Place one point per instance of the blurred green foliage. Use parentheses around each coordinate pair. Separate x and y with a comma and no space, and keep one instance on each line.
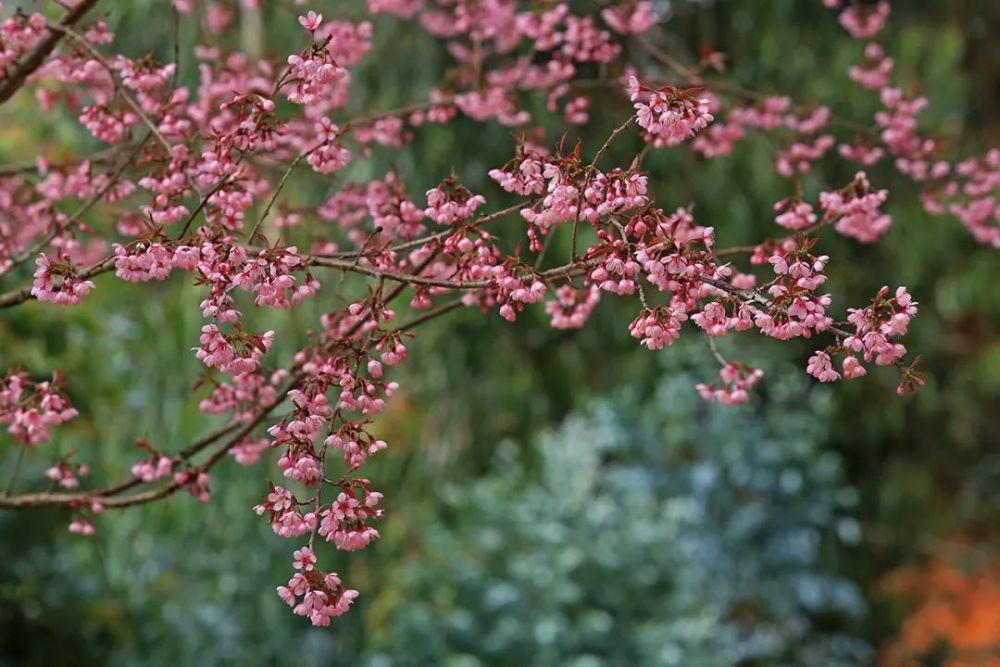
(554,498)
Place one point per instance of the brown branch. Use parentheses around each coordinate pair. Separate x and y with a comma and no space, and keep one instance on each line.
(27,66)
(86,206)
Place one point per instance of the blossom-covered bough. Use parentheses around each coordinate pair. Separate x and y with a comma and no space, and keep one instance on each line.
(197,177)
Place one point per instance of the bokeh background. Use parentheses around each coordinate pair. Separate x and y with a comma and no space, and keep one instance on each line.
(561,498)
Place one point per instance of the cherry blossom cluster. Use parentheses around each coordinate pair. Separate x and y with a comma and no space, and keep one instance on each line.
(31,408)
(737,380)
(194,183)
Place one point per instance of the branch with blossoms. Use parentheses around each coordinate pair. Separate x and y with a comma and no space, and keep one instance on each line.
(194,183)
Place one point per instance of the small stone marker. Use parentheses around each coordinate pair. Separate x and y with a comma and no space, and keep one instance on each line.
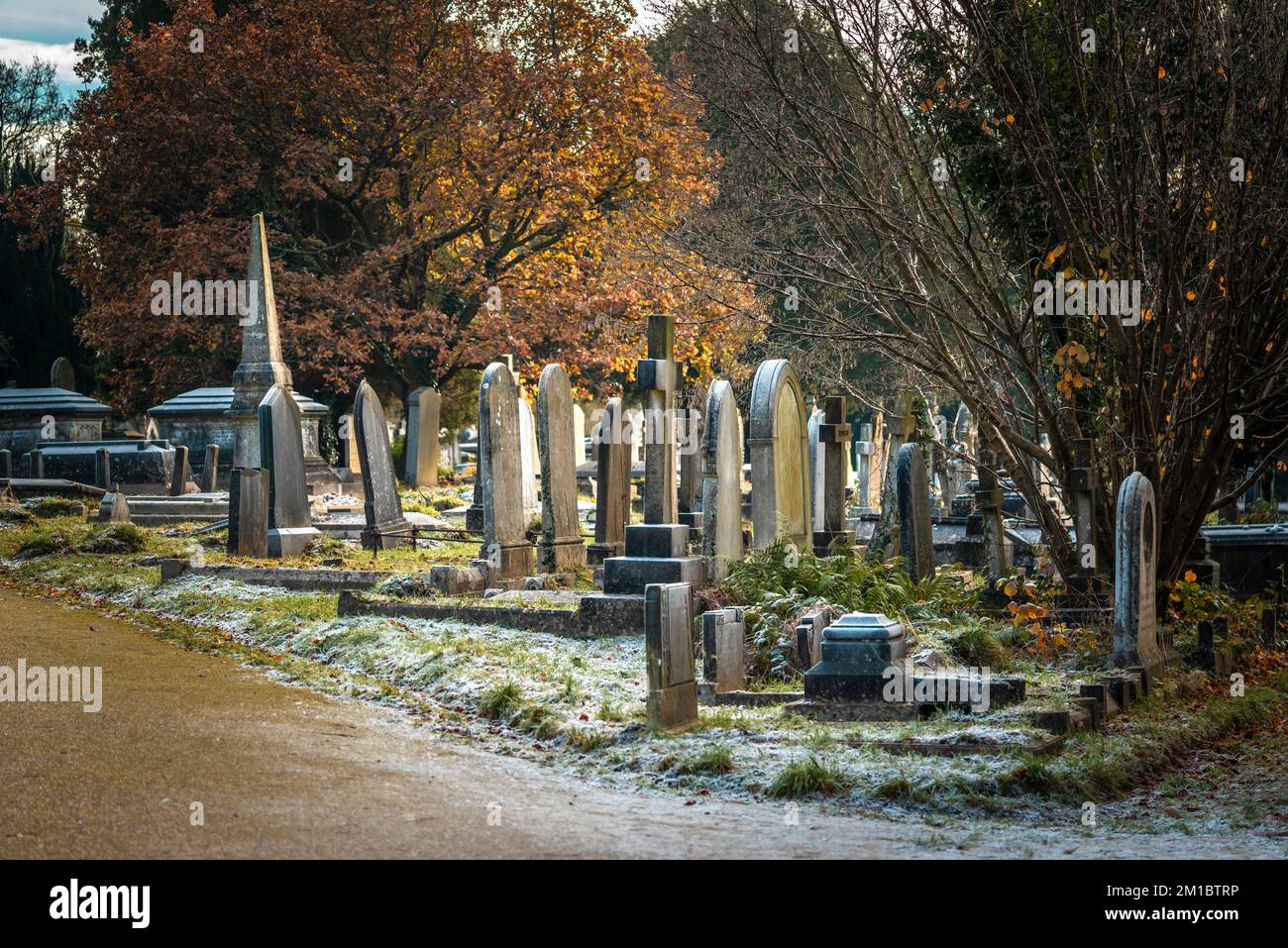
(62,375)
(103,469)
(1134,582)
(505,550)
(561,548)
(724,649)
(248,513)
(612,484)
(721,481)
(210,471)
(423,412)
(780,456)
(179,474)
(833,442)
(673,691)
(282,449)
(386,527)
(915,544)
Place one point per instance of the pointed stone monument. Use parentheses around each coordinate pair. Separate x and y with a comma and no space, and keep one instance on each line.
(386,527)
(561,546)
(282,446)
(262,365)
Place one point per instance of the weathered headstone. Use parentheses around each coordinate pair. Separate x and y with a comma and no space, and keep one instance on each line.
(833,441)
(673,691)
(262,368)
(780,456)
(721,481)
(210,471)
(915,544)
(561,546)
(423,412)
(579,436)
(282,447)
(179,475)
(657,549)
(724,649)
(62,375)
(612,484)
(248,511)
(1134,579)
(505,552)
(386,527)
(103,469)
(529,460)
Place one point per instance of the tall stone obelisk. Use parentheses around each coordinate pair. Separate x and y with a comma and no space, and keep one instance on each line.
(262,365)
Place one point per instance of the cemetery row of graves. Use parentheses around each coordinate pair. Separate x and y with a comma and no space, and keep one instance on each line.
(703,604)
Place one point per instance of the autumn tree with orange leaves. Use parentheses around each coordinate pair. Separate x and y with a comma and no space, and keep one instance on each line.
(443,181)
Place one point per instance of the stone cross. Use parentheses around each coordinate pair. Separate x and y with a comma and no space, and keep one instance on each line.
(612,484)
(423,414)
(657,377)
(833,440)
(721,481)
(506,553)
(561,548)
(62,375)
(1134,579)
(288,523)
(780,456)
(386,527)
(673,691)
(210,471)
(262,368)
(724,649)
(915,544)
(248,513)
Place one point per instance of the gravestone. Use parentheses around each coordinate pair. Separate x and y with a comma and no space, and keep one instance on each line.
(386,527)
(579,436)
(673,691)
(179,475)
(282,447)
(657,549)
(833,441)
(721,481)
(780,456)
(915,544)
(612,484)
(1134,581)
(724,649)
(62,375)
(210,471)
(561,546)
(690,447)
(423,414)
(248,513)
(103,469)
(529,458)
(262,368)
(505,553)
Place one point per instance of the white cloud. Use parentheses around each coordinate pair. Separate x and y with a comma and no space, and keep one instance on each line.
(60,54)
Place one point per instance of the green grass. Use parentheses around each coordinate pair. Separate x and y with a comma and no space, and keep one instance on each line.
(811,777)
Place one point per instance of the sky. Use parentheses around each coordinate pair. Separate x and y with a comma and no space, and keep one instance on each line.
(46,30)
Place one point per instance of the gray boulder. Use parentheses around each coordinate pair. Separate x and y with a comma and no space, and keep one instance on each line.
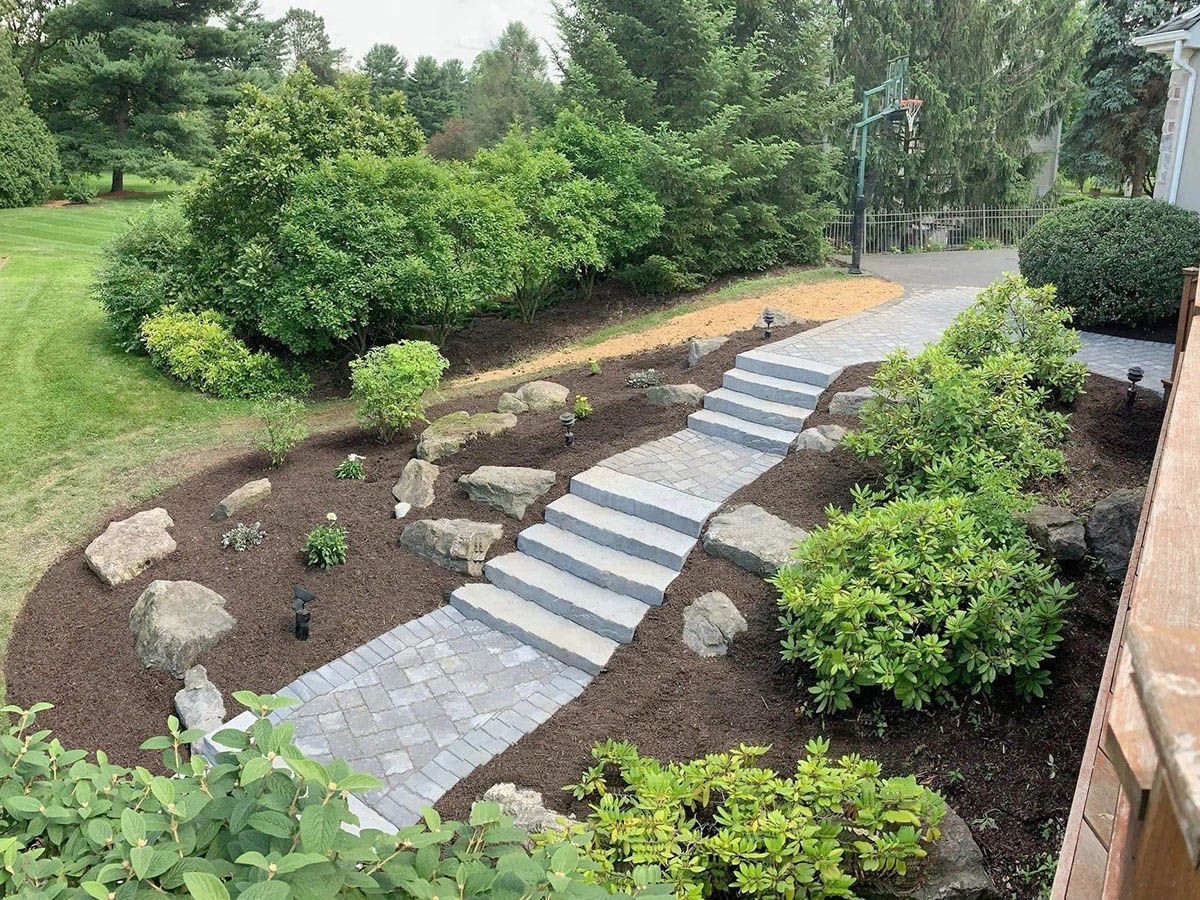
(447,436)
(1111,527)
(455,544)
(700,347)
(508,489)
(1057,531)
(753,538)
(175,622)
(415,485)
(850,402)
(711,623)
(821,439)
(543,396)
(250,493)
(127,547)
(676,395)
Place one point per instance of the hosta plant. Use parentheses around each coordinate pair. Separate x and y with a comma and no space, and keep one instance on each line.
(721,826)
(917,599)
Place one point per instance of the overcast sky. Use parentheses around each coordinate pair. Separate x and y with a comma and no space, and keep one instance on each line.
(441,28)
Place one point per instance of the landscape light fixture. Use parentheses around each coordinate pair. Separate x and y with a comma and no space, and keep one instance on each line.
(300,600)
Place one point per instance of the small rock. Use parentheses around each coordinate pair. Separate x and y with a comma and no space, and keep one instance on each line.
(199,703)
(850,402)
(1057,531)
(543,396)
(676,395)
(175,622)
(527,809)
(447,436)
(509,489)
(700,347)
(249,493)
(127,547)
(822,439)
(455,544)
(753,538)
(415,485)
(711,623)
(511,403)
(1111,527)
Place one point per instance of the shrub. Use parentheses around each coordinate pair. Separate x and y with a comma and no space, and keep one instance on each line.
(143,271)
(723,827)
(262,822)
(283,427)
(327,544)
(1114,261)
(915,598)
(389,384)
(201,351)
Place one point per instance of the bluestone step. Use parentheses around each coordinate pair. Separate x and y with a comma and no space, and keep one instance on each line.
(645,499)
(793,369)
(556,636)
(779,390)
(757,437)
(601,565)
(619,531)
(755,409)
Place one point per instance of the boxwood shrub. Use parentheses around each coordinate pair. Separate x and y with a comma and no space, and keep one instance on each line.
(1114,261)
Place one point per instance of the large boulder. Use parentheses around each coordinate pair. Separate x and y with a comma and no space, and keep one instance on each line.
(127,547)
(676,395)
(455,544)
(711,623)
(415,485)
(543,396)
(753,538)
(1057,531)
(175,622)
(700,347)
(1111,527)
(508,489)
(447,436)
(247,495)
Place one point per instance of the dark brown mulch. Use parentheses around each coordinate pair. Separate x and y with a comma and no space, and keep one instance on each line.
(1018,761)
(71,645)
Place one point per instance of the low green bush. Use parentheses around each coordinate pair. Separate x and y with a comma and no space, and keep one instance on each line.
(1114,261)
(201,351)
(389,384)
(915,598)
(723,827)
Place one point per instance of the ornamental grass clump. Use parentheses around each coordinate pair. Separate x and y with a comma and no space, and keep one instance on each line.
(721,826)
(916,598)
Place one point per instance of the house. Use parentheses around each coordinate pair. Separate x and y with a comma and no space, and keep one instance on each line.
(1179,155)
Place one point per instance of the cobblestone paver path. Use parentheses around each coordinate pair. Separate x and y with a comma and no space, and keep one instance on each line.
(424,705)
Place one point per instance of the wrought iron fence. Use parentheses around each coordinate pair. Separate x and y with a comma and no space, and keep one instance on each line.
(912,231)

[WRITTEN PROBLEM]: Quote all of the data above word for word, leaving out the pictures.

[WORKED ANSWER]:
Place one point per instance of the blurred green foliage. Use parentheses around each coordinate pair. Separate x and y with a comma and no space, and keep one instance on each line.
(554,498)
Place one point per instance of the brown branch. Use parentheses around each coordinate pair. Separate x and y with a comma and no space, and keep one instance on each line.
(27,66)
(86,206)
Place one point per instance of the blossom-covered bough. Use parentheses around each coordinate pair. Separate x and y with a comma and no space, and keep one instance on each line.
(197,177)
Place one point per instance of the bokeh background. Use parentheses around each coordinate pair. Separate x and y with a comma and no space, and keep one instance on each line.
(561,498)
Place one point per instance of the cherry blossom cluster. Use parentheses around each coordinate pair. Separate x and y with a comma and no space, and keep one instance on each line.
(31,408)
(737,380)
(194,183)
Place one point per instance of the branch with blossoms. Use parentheses around each coordinate pair. Separate x and y with a comma and no space, and keep one instance on each line.
(194,183)
Place one point per instance of the small stone marker. Use parentheses around each coordinate pair. Separate x and y with a comma and no space, and keep one instance on each line.
(62,375)
(103,469)
(1134,582)
(505,550)
(561,548)
(724,649)
(248,513)
(612,484)
(721,481)
(210,471)
(423,412)
(780,456)
(179,474)
(833,442)
(673,691)
(282,449)
(386,527)
(915,544)
Place one point per instance of the pointed stone monument. Use parentheses around each coordinate pair. Separate x and y with a comma and no space, and keep one instance on each line.
(386,527)
(561,546)
(282,446)
(262,365)
Place one point per instance of the weathered headstone. Use parentheses around each coordinate pair. Separate x and y with a comma and no space, and keep one instance on each line.
(833,441)
(673,691)
(262,368)
(780,456)
(721,481)
(210,471)
(915,544)
(561,546)
(423,412)
(579,436)
(282,447)
(179,475)
(657,549)
(724,649)
(62,375)
(612,484)
(248,511)
(1134,579)
(505,552)
(386,527)
(103,469)
(529,460)
Place one point per instance of the tall stone obelisk. Use parentheses around each coordinate pair. Separate x and y with a comma and no space, and keep one instance on each line.
(262,365)
Place one point per instance of the cemetery row of graves. Use parentheses around each coordinate pair. Separate x and y with a comma and no space, and keep one instance on each line.
(703,604)
Place one point per instance of the autumn tree with orange leaves. Use parentheses around each coordinate pair. Separate x and y with a comma and no space, and keep one instance on each line.
(443,181)
Place one point per instance of the stone cross. Use parentheses around each coordinate pair. Separate x and y with a comma and no space, and keep one instance on each line.
(612,484)
(423,414)
(657,377)
(833,440)
(721,481)
(506,553)
(561,548)
(62,375)
(1134,579)
(288,523)
(780,456)
(386,527)
(673,691)
(210,471)
(262,368)
(724,649)
(915,544)
(248,513)
Place one point per instance of the gravestone. Use parentheses around each coordinate pair. Separate x and y with a comma and no space, and keep one instance on each line.
(386,527)
(579,436)
(673,691)
(179,475)
(282,447)
(657,549)
(833,441)
(721,481)
(780,456)
(915,544)
(612,484)
(1134,581)
(724,649)
(62,375)
(210,471)
(561,546)
(690,447)
(423,414)
(248,513)
(103,469)
(529,458)
(262,368)
(505,553)
Place one point per instance of the white cloud. Use parentheses around each coordinate pair. Separate x and y with a comma and no space, and keep one instance on each line.
(60,54)
Place one point per instance of the green grass. Use parentheses around each coordinate pair. Separate x and y with a comma and no space, and keep one instance on each line.
(811,777)
Place one point per instance of the sky. Use parentheses around each coordinate pair. Separate x and y with a comma and no space, and keep one instance on each line.
(46,30)
Place one point per instance of the gray boulder. Use parentheses around each coordinate pair. Separate x and y with a comma and no space, and keep one instance on each line.
(447,436)
(1111,527)
(455,544)
(700,347)
(508,489)
(1057,531)
(753,538)
(175,622)
(415,485)
(850,402)
(711,623)
(821,439)
(543,396)
(250,493)
(127,547)
(676,395)
Place one point per instance of the hosta plant. Use parentheses around each coordinate pair. Separate x and y with a comma and no space, and keep one instance on each line.
(721,826)
(917,599)
Place one point per instance of the overcast sky. Use parentheses around each coordinate pair. Separate x and y with a comma and no space, and keep one instance on each line.
(441,28)
Place one point per instance of the landscape light fixture. Use parentheses around each coordinate pair. Separate x and y with a comma and no space, and keep one instance on each line.
(300,600)
Place one point per instance of the small rock. Use parentheses around each coordinate pair. Separate x and y with a comma and no space, and keep one instance on each line.
(199,703)
(850,402)
(1057,531)
(543,396)
(676,395)
(175,622)
(527,809)
(447,436)
(509,489)
(700,347)
(249,493)
(127,547)
(822,439)
(455,544)
(753,538)
(415,485)
(711,623)
(511,403)
(1111,527)
Place one point per instance of the shrub. Use parentheses around each coordinate pair. Separate x and y with a comma and no space, and keep one instance on each line.
(143,271)
(723,827)
(262,822)
(283,427)
(327,544)
(1114,261)
(915,598)
(389,384)
(201,351)
Place one point per instance of the bluestone step. Use parentheses around each coordinate pair. Separate x and y with a comma and no space, and keep one instance on each line.
(645,499)
(793,369)
(556,636)
(779,390)
(757,437)
(601,565)
(619,531)
(755,409)
Place one point per instance of the boxwood shrub. Use parentheses around each coordinate pair. Separate x and y with a comma and no space, and keep one instance on each line.
(1114,261)
Place one point per instance of the large boulder. Use parentheses around each coordinate pair. Separate x and y with a comma and no space, and keep one instance on each line.
(127,547)
(676,395)
(455,544)
(711,623)
(415,485)
(543,396)
(753,538)
(1057,531)
(175,622)
(700,347)
(1111,527)
(508,489)
(447,436)
(247,495)
Place one point per instance of the dark brown mulch. Use parentheses around each coordinate pair. Separate x and y with a comma and no space, and keep one instance on each line.
(1018,761)
(71,645)
Place one point per instance of the low green bush. Use parentheses around each coordinate pair. Separate x and y with a comma and no space, and keep one instance on each line.
(1114,261)
(201,351)
(389,384)
(915,598)
(723,827)
Place one point per instance of the ornamental grass clump. Use parentheses around each coordinate pair. Separate x and y with a comma and no space, and keep one instance on each line.
(721,826)
(916,598)
Place one point per instance of the house. Use parentheses around each coordinate pair. Separate x and y with a comma and no space, and keep one instance on each line.
(1179,155)
Place one point per instance of the cobblestone paver path. Use parentheses around each coordinate pair. Separate x and y with a comma and no space, and keep one instance on each line.
(424,705)
Place one point per instance of the wrought iron fence. Use parentheses around each coordinate pair. Separate x and y with a comma and no space, and keep one instance on each line.
(912,231)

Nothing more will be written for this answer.